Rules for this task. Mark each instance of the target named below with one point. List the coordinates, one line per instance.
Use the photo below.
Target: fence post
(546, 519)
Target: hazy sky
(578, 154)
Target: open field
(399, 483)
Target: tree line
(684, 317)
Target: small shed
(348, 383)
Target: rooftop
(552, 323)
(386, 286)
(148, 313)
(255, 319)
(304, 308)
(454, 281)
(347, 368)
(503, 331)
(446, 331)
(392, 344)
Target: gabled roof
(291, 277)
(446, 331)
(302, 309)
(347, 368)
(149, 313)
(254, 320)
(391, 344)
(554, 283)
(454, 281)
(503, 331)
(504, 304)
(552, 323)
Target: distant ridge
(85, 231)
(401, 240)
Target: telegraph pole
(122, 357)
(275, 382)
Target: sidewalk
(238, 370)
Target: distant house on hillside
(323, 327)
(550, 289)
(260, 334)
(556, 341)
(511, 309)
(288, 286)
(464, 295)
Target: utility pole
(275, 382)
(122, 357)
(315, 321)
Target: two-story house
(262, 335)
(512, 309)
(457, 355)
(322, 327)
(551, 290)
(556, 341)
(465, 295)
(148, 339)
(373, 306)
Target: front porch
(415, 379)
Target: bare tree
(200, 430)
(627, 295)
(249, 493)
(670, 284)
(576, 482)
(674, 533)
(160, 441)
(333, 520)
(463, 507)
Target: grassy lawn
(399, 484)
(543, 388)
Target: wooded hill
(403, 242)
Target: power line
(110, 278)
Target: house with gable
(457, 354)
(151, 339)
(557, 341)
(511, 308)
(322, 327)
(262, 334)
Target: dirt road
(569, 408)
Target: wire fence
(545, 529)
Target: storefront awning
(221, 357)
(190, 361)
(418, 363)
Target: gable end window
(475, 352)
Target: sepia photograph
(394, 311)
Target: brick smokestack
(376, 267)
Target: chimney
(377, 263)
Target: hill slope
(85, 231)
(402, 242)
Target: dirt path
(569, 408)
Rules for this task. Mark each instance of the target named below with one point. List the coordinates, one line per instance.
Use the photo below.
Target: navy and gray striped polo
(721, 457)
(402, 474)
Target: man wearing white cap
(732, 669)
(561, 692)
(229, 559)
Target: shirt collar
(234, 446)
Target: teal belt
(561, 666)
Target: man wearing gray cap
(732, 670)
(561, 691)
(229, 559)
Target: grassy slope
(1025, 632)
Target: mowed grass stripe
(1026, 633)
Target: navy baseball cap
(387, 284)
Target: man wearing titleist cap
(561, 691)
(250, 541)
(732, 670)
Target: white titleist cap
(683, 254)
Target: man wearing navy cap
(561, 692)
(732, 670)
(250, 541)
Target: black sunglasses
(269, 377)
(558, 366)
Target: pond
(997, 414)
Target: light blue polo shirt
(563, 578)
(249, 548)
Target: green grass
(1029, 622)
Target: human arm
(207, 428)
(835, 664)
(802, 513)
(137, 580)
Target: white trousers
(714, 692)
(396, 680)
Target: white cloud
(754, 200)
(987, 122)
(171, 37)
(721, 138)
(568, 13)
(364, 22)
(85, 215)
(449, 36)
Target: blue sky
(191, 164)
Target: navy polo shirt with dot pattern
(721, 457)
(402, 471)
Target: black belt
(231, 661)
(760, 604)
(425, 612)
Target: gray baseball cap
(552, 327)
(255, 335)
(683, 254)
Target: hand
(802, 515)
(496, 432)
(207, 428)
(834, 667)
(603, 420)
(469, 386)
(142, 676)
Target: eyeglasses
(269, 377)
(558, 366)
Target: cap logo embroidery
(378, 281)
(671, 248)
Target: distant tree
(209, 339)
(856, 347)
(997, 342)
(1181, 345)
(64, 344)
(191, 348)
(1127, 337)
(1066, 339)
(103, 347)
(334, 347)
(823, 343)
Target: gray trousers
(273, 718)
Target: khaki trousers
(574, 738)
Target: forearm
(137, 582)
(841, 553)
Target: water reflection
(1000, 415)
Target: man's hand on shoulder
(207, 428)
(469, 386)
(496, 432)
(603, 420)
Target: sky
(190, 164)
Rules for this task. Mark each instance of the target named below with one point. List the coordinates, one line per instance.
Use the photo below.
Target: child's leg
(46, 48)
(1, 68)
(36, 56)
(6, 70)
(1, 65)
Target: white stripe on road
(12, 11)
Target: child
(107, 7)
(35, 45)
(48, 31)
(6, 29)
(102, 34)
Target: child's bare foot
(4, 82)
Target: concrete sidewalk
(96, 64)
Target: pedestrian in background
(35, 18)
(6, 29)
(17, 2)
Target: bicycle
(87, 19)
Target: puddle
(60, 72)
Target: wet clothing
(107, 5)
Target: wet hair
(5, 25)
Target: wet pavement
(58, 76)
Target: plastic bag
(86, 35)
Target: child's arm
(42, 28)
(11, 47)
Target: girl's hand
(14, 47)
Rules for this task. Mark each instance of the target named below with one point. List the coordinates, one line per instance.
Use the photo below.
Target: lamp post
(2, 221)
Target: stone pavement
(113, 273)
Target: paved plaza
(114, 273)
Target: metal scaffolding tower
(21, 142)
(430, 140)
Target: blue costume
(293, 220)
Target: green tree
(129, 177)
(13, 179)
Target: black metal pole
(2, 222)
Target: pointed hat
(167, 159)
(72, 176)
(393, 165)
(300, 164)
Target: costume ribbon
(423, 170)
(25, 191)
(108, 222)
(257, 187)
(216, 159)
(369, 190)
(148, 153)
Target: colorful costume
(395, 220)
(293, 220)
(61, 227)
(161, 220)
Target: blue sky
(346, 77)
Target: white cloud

★ ★ ★ ★ ★

Work item >> Print exactly the lines of the records from the one containing "Target: paved plaza" through the end, and nothing besides them.

Response for this exercise >>
Target: paved plaza
(114, 273)
Target: metal scaffolding tower
(21, 142)
(430, 140)
Target: blue costume
(293, 220)
Target: green tree
(129, 177)
(13, 179)
Target: black metal pole
(2, 222)
Target: pointed hat
(167, 159)
(72, 176)
(393, 165)
(300, 164)
Target: costume ribbon
(423, 170)
(25, 191)
(108, 222)
(257, 187)
(216, 159)
(369, 190)
(148, 153)
Target: colorful costume
(395, 220)
(293, 220)
(61, 227)
(161, 220)
Target: blue sky
(346, 77)
Target: white cloud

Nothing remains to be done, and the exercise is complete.